VERIFIQUE A COMPREENSÃO>
a. Reproduza fielmente o trecho do texto de leitura que vai de "Neste caso, uma" até "do processo físico.".
b. Segundo o texto de leitura, qual é o montante da liquidação de IRC emitida em 25.07.2012 relativa ao exercício de 2011?

:: TEXTO DE LEITURA ::

20. No sentido de trazer maior clareza e segurança ao regime fiscal aplicável às associações de municípios, sugere-se, no parecer, uma alteração ao artigo 9.º do Código do IRC no sentido de fundir as alíneas a) e b) do n.º 1. Conclusão

Face a todas as questões levantadas na informação n.º 384/2006 desta Direcção de Serviços, o CEF emitiu parecer no sentido de deixar à instância própria, neste caso, ao Código do IRC, a definição do regime fiscal destas entidades, no que àquele imposto se refere. De facto, foi entendido que a remissão genérica do artigo 36º da Lei 11/2003, de 13.05, não prejudica a aplicação de normas especiais como a da alínea b) do n.º 1 do artigo 9º do Código do IRC. Assim, as associações de municípios apenas beneficiam de isenção de IRC quando não exerçam actividades comerciais, industriais ou agrícolas.

Neste caso, uma vez que a Lipor exerce, a título principal, actividades de natureza comercial e industrial, tal como estas são definidas no n.º 4 do artigo 3.º do Código do IRC, consistindo a sua fonte de rendimentos na realização de operações económicas de carácter empresarial, não obstante serem desenvolvidas no âmbito das atribuições dos municípios, não está isenta, nos termos da alínea b) do n.º 1 do artigo 9º do Código do IRC. Quanto à proposta de alteração legislativa, somos de opinião que não introduz nenhuma modificação de substância, nem acrescenta mais-valia no que concerne à interpretação do regime (…)– cfr. fls. 101 a 109 do processo físico.

8) Em 30.05.2012 a Lipor Serviços Intermunicipalizado de Gestão de Resíduos do Grande Porto apresentou a declaração de IRC, modelo 22 respeitante ao exercício de 2011 – cfr. fls. 38 a 43 do processo de reclamação graciosa (RG) junta aos autos.

9) Em 25.07.2012 foi emitida a liquidação de IRC n.º 2012 2310057467 do exercício de 2011 no montante de €117.859,05 – cfr. fls. 25 a 27 do processo administrativo (PA) apenso aos autos.

10) Da liquidação a que se alude em 9) foi deduzida reclamação graciosa – cfr. fls. 3 a 37 do processo de RG junta aos autos.

11) Para cobrança do montante a que se alude em 9) foi instaurado o processo de execução fiscal n.º 3468201201093908, suspenso na decorrência da apresentação de garantia – cfr. fls. 25 a 29 do PA junto aos autos.

:::
:: DADOS ::

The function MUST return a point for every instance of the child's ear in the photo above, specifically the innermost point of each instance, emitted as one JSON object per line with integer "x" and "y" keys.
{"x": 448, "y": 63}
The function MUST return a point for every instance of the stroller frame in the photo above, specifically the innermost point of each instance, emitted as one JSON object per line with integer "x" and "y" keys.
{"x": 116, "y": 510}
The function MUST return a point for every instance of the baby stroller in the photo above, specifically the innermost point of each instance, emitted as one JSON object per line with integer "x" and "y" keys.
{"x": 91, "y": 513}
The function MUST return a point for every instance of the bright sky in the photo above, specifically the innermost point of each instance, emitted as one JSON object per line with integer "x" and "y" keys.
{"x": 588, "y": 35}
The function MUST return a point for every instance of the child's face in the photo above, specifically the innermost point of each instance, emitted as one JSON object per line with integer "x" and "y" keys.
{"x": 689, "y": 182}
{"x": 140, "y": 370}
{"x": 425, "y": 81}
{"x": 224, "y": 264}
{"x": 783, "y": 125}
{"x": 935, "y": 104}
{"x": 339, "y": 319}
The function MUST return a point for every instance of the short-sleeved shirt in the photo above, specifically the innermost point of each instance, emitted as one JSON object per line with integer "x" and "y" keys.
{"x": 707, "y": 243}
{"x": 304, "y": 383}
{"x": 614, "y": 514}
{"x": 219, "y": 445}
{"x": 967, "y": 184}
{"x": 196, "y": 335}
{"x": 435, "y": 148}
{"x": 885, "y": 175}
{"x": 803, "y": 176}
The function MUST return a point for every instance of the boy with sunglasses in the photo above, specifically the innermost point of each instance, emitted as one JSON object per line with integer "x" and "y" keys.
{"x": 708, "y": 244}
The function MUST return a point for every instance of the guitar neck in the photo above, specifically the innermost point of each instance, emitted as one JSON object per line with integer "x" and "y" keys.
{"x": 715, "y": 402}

:::

RESULTADOS POR TAREFA>
a.
Neste caso, uma vez que a Lipor exerce, a título principal, actividades de natureza comercial e industrial, tal como estas são definidas no n.º 4 do artigo 3.º do Código do IRC, consistindo a sua fonte de rendimentos na realização de operações económicas de carácter empresarial, não obstante serem desenvolvidas no âmbito das atribuições dos municípios, não está isenta, nos termos da alínea b) do n.º 1 do artigo 9º do Código do IRC. Quanto à proposta de alteração legislativa, somos de opinião que não introduz nenhuma modificação de substância, nem acrescenta mais-valia no que concerne à interpretação do regime (…)– cfr. fls. 101 a 109 do processo físico.

b. €117.859,05